## PROBLEM STATEMENT
Starting at the line that contains "point_to(query) identifies every instance of the guitar" and ending with the last line of the records below, copy those lines again, requests included. Multiply every coordinate in the answers by 2.35 and round each result to a whole number, with halves going up.

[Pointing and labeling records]
____

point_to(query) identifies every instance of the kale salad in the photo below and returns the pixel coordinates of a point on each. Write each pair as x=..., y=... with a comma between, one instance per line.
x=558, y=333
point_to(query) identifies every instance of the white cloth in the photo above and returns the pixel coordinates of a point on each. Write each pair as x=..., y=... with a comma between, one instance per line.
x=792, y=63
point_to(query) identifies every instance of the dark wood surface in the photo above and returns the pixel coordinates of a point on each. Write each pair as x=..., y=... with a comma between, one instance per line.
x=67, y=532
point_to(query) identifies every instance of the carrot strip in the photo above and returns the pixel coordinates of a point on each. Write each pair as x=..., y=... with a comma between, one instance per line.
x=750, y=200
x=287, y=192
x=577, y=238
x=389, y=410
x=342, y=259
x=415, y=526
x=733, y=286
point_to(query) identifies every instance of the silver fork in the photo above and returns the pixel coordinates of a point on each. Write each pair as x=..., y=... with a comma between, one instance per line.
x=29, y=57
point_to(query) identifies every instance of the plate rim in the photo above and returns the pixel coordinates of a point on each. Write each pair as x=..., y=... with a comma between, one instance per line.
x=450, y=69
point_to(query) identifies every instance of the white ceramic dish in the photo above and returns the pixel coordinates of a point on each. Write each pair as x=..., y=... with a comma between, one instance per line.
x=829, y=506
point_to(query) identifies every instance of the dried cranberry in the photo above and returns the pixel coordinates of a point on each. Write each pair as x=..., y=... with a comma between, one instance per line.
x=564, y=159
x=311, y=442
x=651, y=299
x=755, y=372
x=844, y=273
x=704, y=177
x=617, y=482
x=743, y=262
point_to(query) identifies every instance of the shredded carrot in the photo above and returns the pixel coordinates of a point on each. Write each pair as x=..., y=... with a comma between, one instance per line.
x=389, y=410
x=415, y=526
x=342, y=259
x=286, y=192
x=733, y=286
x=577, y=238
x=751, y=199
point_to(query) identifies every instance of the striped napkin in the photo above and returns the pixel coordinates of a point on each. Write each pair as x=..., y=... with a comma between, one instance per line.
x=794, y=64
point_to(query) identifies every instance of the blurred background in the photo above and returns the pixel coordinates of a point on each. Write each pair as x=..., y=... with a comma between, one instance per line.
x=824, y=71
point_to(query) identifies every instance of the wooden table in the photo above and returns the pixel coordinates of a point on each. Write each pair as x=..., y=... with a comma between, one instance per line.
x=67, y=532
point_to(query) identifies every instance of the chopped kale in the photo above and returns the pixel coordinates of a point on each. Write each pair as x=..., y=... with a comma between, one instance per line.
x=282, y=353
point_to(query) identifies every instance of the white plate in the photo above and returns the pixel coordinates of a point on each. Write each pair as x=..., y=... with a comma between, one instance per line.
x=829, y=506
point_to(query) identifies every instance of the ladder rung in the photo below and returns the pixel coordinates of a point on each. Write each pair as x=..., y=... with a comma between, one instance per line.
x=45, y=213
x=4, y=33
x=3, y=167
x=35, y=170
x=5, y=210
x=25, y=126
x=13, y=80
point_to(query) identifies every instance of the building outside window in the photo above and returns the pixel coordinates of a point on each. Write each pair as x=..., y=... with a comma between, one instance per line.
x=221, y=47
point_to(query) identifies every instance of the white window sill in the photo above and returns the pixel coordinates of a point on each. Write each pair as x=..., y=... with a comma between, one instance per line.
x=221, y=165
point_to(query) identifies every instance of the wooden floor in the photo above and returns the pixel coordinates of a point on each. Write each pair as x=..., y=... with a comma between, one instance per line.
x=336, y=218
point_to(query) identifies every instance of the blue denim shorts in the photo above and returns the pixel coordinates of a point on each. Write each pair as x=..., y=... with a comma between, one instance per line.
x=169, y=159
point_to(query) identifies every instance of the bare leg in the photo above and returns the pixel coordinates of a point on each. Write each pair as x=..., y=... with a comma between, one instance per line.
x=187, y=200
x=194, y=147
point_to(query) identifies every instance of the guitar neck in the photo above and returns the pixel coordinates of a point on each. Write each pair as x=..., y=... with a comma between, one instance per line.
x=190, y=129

____

## TASK RESULT
point_to(query) identifies every instance of the guitar neck in the photo above and returns the pixel coordinates of a point on each. Write each pair as x=..., y=... with a comma between, one instance per line.
x=447, y=303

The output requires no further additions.